### [Requirement]
Reproduce every one of the following rows verbatim, without changing any character.

━━━━━ Provided material ━━━━━

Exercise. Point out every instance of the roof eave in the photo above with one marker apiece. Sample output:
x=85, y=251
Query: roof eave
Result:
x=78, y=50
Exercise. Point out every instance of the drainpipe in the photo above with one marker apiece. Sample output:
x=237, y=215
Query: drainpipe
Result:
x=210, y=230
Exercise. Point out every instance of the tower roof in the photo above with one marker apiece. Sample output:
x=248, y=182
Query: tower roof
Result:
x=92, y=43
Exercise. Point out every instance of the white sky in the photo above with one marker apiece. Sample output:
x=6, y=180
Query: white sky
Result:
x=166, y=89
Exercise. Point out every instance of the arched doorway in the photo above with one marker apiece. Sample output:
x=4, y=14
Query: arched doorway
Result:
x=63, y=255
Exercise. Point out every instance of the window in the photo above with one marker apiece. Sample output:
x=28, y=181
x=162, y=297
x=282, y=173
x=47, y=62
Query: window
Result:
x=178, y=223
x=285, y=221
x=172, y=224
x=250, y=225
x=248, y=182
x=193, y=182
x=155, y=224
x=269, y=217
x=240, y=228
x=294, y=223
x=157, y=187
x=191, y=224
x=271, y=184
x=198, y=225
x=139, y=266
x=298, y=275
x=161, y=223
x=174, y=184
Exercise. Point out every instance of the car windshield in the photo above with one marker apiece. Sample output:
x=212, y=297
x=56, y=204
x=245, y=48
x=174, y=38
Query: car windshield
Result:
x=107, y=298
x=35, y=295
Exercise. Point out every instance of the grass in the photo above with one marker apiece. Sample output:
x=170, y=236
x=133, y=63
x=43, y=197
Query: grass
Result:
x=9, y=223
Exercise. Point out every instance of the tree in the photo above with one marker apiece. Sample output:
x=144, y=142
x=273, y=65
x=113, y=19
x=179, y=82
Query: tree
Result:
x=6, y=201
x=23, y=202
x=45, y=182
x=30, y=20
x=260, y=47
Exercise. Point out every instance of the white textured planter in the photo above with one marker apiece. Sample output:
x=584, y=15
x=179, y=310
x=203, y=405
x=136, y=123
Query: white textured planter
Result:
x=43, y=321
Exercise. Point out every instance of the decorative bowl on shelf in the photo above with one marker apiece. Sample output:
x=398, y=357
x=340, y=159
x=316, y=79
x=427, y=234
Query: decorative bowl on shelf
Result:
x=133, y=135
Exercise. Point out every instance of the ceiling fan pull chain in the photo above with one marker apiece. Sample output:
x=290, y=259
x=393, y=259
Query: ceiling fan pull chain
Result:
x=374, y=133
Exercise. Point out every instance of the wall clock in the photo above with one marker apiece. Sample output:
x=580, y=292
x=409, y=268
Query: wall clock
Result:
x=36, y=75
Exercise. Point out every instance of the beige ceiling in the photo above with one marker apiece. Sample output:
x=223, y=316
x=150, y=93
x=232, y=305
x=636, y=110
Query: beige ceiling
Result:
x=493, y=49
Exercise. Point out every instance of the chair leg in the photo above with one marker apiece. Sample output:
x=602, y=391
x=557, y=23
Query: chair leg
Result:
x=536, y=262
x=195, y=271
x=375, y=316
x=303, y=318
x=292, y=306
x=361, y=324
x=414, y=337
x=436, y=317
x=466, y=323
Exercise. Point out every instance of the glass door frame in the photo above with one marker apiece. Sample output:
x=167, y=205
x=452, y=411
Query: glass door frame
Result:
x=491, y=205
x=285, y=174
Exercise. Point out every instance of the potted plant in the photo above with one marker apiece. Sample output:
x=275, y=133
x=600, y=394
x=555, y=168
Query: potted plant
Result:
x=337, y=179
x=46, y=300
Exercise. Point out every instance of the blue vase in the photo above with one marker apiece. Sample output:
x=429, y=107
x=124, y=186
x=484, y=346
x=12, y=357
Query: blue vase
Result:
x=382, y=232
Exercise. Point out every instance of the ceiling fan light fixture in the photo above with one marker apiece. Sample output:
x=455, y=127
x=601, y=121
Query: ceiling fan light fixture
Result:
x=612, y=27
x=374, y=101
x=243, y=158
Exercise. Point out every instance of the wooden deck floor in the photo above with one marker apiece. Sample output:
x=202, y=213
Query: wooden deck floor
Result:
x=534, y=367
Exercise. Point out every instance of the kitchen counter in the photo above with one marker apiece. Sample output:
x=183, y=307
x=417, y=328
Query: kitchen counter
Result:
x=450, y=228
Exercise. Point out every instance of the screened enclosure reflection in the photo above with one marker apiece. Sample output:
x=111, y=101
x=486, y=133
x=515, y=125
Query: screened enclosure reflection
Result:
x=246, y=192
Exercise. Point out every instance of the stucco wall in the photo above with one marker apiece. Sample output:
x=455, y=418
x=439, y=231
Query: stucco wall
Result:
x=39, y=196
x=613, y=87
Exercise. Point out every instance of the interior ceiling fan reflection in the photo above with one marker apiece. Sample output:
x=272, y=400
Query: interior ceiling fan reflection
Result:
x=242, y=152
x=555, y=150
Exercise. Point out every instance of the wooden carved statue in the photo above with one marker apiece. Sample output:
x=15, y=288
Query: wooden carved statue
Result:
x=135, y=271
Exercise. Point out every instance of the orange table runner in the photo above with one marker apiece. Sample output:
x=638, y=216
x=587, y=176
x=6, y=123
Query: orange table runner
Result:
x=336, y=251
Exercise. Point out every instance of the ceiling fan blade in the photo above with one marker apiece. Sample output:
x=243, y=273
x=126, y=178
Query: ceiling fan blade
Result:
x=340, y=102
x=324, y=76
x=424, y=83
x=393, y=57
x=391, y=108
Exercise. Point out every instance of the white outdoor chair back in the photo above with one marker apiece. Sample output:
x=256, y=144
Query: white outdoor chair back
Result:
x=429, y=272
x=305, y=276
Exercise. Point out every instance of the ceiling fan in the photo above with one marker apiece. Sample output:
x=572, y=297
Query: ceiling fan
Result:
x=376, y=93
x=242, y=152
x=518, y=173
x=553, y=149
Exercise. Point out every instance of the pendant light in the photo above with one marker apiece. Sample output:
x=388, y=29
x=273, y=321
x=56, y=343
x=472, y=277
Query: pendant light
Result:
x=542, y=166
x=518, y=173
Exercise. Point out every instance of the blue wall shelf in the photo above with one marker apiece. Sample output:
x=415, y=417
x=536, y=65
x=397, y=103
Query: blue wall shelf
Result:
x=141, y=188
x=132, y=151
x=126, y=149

━━━━━

### [Reply to the exercise]
Exercise. Point out every instance of the roof eave in the photo above with one marker apiece. Sample output:
x=85, y=251
Query: roof eave
Result:
x=78, y=50
Exercise. Point out every instance of the drainpipe in the photo above with one marker apiece. Sample output:
x=237, y=215
Query: drainpipe
Result:
x=210, y=230
Exercise. Point out every instance of the tower roof in the photo above with one marker apiece. Sample output:
x=248, y=182
Query: tower roof
Result:
x=92, y=43
Exercise. Point out every instance of the white sky in the photo above with one marker apiece. Sample output:
x=6, y=180
Query: white sky
Result:
x=166, y=89
Exercise. Point out every instance of the arched doorway in the photo above with one marker apiece. Sample output:
x=4, y=14
Query: arched doorway
Result:
x=63, y=255
Exercise. Point out every instance of the window in the photo above with one marker apiece. Sample output:
x=28, y=181
x=162, y=297
x=282, y=173
x=47, y=62
Query: window
Result:
x=178, y=223
x=285, y=221
x=172, y=224
x=250, y=225
x=248, y=182
x=193, y=182
x=155, y=224
x=269, y=217
x=240, y=228
x=294, y=223
x=157, y=187
x=191, y=224
x=271, y=184
x=198, y=225
x=139, y=266
x=298, y=275
x=161, y=223
x=174, y=184
Exercise. Point out every instance of the car windshield in the photo above with one marker apiece. Sample output:
x=212, y=297
x=56, y=204
x=245, y=48
x=174, y=38
Query: car windshield
Result:
x=107, y=298
x=35, y=295
Exercise. Point out every instance of the grass in the photo above with one marker apiece. Sample output:
x=170, y=236
x=133, y=63
x=43, y=197
Query: grass
Result:
x=9, y=223
Exercise. Point out every instance of the tree in the photo above with one marker apiece. Sample output:
x=144, y=142
x=273, y=65
x=113, y=19
x=179, y=82
Query: tree
Result:
x=6, y=201
x=23, y=202
x=45, y=182
x=30, y=20
x=260, y=47
Exercise. Point out every instance of the white textured planter in the photo above with one marker apiece. Sample output:
x=584, y=15
x=179, y=310
x=203, y=405
x=136, y=123
Query: white textured planter
Result:
x=43, y=321
Exercise. Point out every instance of the decorative bowl on shelf in the photo above with one marker apiece. Sample output:
x=398, y=357
x=340, y=159
x=316, y=79
x=427, y=234
Query: decorative bowl on shelf
Result:
x=133, y=135
Exercise. Point out every instance of the ceiling fan pull chain in the photo above with one marker apiece. Sample output:
x=290, y=259
x=393, y=259
Query: ceiling fan pull chain
Result:
x=374, y=133
Exercise. Point out every instance of the wall clock in the photo above with one marker apiece. Sample output:
x=580, y=292
x=409, y=268
Query: wall clock
Result:
x=36, y=75
Exercise. Point out every instance of the beige ceiling in the photo above with one marker apiece. Sample output:
x=223, y=316
x=150, y=93
x=232, y=305
x=636, y=110
Query: beige ceiling
Result:
x=493, y=49
Exercise. Point out every instance of the chair leg in the photo above with one marker apiece. Sample output:
x=602, y=391
x=557, y=23
Query: chair leg
Result:
x=536, y=262
x=195, y=271
x=375, y=316
x=303, y=318
x=292, y=306
x=361, y=324
x=414, y=337
x=436, y=317
x=466, y=323
Exercise. Point out every instance of the glass door frame in the photo above with one marker apiece. Sample output:
x=167, y=205
x=452, y=411
Query: glass door frame
Result:
x=491, y=205
x=285, y=174
Exercise. Point out every instance of the potted plant in the photo above with one marker apiece. Sample output:
x=275, y=133
x=600, y=394
x=555, y=168
Query: potted plant
Result:
x=337, y=179
x=46, y=300
Exercise. Point out every instance of the blue vase in the photo above with one marker apiece. Sample output:
x=429, y=107
x=124, y=186
x=484, y=346
x=12, y=357
Query: blue vase
Result:
x=382, y=232
Exercise. Point out every instance of the ceiling fan light fixture in the photo above with one marker apiece. Sample output:
x=455, y=127
x=601, y=121
Query: ceiling fan light fixture
Result:
x=612, y=27
x=374, y=101
x=243, y=158
Exercise. Point out every instance of the wooden deck floor in the photo above with one marker apiece. Sample output:
x=202, y=213
Query: wooden deck floor
Result:
x=534, y=367
Exercise. Point out every instance of the kitchen counter in the photo above with one marker apiece. Sample output:
x=183, y=307
x=417, y=328
Query: kitchen counter
Result:
x=450, y=228
Exercise. Point out every instance of the screened enclosure reflection in the photo above with one marker apiece. Sample output:
x=111, y=101
x=486, y=133
x=515, y=125
Query: screened enclosure reflection
Result:
x=246, y=192
Exercise. Point out every instance of the stucco wall in the photo above with one marker apiece. Sample output:
x=455, y=418
x=439, y=231
Query: stucco wall
Result:
x=39, y=196
x=613, y=87
Exercise. Point out every instance of the interior ceiling fan reflection in the photo above with one marker apiece. Sample output:
x=272, y=400
Query: interior ceiling fan reflection
Result:
x=242, y=152
x=555, y=150
Exercise. Point out every instance of the wooden carved statue in the photo above with one marker apiece. Sample output:
x=15, y=288
Query: wooden carved statue
Result:
x=135, y=271
Exercise. Point out every instance of the orange table runner in the photo above with one marker apiece. Sample output:
x=638, y=216
x=587, y=176
x=6, y=123
Query: orange table runner
Result:
x=336, y=251
Exercise. Point out every instance of the ceiling fan blade in the photo above with one marker apiece. Sample output:
x=243, y=273
x=126, y=178
Query: ceiling fan blade
Result:
x=340, y=102
x=324, y=76
x=424, y=83
x=393, y=57
x=391, y=108
Exercise. Point out every instance of the white outdoor chair back in the photo above with one marker apiece. Sample output:
x=256, y=144
Query: white outdoor chair back
Result:
x=429, y=272
x=305, y=276
Exercise. Point out every instance of the ceiling fan in the photo above with one marker apiece. Sample output:
x=572, y=297
Query: ceiling fan
Result:
x=376, y=93
x=242, y=152
x=518, y=173
x=553, y=149
Exercise. Point out every instance of the pendant light in the photo above with one marker apiece. Sample output:
x=388, y=29
x=273, y=321
x=56, y=343
x=472, y=277
Query: pendant light
Result:
x=542, y=166
x=518, y=173
Exercise. Point out every instance of the blue wall shelf in the photo above with one marker apiece. Sample output:
x=415, y=417
x=536, y=65
x=397, y=103
Query: blue wall shelf
Result:
x=141, y=188
x=132, y=151
x=126, y=149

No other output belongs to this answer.